Top of Text section

WILLOW CREEK — Seven empty storefronts line Main Street between the Gazette building and the former Pendelton’s Hardware, a stretch of downtown that once housed a pharmacy, a barber shop, a diner, a shoe repair shop, a dry cleaner, a furniture store and a five-and-dime.

What to do with them has become the central question in a debate over whether tourism can — or should — be the engine that brings Willow Creek’s downtown back to life.

The issue surfaced at last week’s Board of Selectmen meeting when Eleanor Vance proposed a tax-incentive program for small tourism-related businesses to occupy the vacant spaces: guide services, bike rentals, galleries, cafes.

“We have people coming to town for the foliage, for the Ice-Out, for the Dry Dock, and they walk up Main Street and see boarded-up windows,” Vance said. “That is not the impression we want to leave.”

But Stu Peller, general manager of Willow Creek Custom Flooring, pushed back, arguing that tourism is seasonal and fragile.

“The Dry Dock is doing well because Dean is an exceptional chef,” Peller said. “But you cannot turn Main Street into a seasonal souvenir corridor and call it a recovery. We need year-round businesses that serve the people who live here.”

Bottom of Text section
Top of Supplied data

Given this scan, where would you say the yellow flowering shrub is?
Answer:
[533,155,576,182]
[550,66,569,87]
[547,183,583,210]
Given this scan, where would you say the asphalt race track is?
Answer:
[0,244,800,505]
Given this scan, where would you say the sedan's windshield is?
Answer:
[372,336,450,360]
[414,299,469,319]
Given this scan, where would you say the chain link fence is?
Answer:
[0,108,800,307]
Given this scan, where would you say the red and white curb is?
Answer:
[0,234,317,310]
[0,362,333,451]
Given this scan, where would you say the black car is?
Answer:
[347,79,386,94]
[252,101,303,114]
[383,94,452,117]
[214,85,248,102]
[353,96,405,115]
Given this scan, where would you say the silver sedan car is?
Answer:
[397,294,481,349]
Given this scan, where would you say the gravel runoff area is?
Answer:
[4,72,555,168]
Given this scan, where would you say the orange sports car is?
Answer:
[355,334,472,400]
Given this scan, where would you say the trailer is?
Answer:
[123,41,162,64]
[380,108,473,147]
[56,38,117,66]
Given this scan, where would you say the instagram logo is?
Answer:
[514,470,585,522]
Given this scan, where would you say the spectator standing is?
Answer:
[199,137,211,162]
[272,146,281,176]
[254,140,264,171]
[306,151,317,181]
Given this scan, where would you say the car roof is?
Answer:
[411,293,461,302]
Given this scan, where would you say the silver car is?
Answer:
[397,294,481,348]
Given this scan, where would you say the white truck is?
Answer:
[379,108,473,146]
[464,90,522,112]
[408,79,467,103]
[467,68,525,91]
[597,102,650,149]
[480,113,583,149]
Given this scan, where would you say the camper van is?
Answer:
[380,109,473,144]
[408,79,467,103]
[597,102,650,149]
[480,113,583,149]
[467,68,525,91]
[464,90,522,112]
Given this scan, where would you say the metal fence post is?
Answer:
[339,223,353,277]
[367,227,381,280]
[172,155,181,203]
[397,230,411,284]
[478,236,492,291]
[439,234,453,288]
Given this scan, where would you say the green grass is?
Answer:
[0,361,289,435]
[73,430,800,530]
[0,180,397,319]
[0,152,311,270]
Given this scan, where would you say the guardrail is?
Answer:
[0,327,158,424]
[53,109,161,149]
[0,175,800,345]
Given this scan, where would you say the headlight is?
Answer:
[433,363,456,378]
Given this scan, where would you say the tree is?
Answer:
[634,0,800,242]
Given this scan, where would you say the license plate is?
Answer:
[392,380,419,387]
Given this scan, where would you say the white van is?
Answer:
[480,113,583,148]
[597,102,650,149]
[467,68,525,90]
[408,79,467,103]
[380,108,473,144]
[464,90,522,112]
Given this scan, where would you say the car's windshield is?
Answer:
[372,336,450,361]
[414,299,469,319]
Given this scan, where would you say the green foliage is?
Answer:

Bottom of Supplied data

Problems and tasks:
1. Answer these questions from the Willow Creek Main Street article.
(a) How many empty storefronts line Main Street between the Gazette building and the former Pendelton's Hardware?
(b) At what meeting did Eleanor Vance propose the tax-incentive program?
(c) What position does Stu Peller hold at Willow Creek Custom Flooring?
2. Pick up the Willow Creek Main Street article after its final sentence and keep writing it.

Written responses:
1.
(a) Seven.
(b) Last week's Board of Selectmen meeting.
(c) General manager.

2.
The debate reflects a tension felt across rural Maine, where towns that lost manufacturing and retail to big-box stores and online shopping are grappling with whether hospitality and recreation can fill the gap.

Maeve O’Donnell, whose General Store has survived by adapting, said the answer is not binary.

“People come to town for the trail or the foliage, and they walk in here to buy a sandwich or a fishing license,” O’Donnell said. “That’s tourism commerce. But I also sell hardware and canned goods to the people who live here. The same transaction can serve both purposes. The question is whether we have enough people to support enough stores.”

The selectmen tabled Vance’s proposal for further study. A public forum is scheduled for June 5 at the Community Hall.